#### WHAT TO WORK ON
Pick out each line in the material below that contains the word "ground", and copy those lines as they appear.

╭─ DATASET

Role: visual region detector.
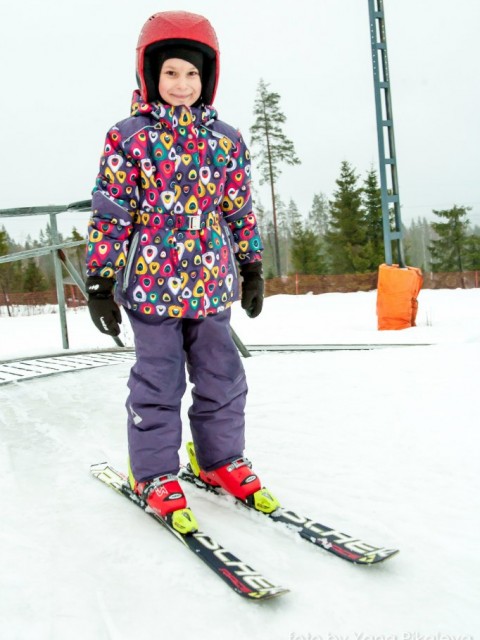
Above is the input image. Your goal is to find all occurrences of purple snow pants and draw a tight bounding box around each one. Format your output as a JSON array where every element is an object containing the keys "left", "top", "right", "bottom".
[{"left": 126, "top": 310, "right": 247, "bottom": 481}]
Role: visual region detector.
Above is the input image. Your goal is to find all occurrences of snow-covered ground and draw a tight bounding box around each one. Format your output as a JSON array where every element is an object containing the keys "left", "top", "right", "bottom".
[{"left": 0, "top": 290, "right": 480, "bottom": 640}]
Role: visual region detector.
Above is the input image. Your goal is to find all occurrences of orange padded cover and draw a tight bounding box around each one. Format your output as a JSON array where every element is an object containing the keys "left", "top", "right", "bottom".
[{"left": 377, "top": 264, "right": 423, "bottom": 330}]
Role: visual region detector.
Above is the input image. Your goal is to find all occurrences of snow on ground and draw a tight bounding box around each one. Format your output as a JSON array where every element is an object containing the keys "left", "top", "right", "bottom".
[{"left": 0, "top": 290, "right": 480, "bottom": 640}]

╰─

#### TASK SOLUTION
Above is the input image. Your goal is to find all occurrences of snow-covered ground and draw a tight bounding box around each one. Format your output as a JSON array where every element is an object containing the keys "left", "top", "right", "bottom".
Above is the input image. Your goal is to find all occurrences of snow on ground and draw a tight bounding box around each one. Format your output as a JSON array where every element is an object containing the keys "left", "top", "right", "bottom".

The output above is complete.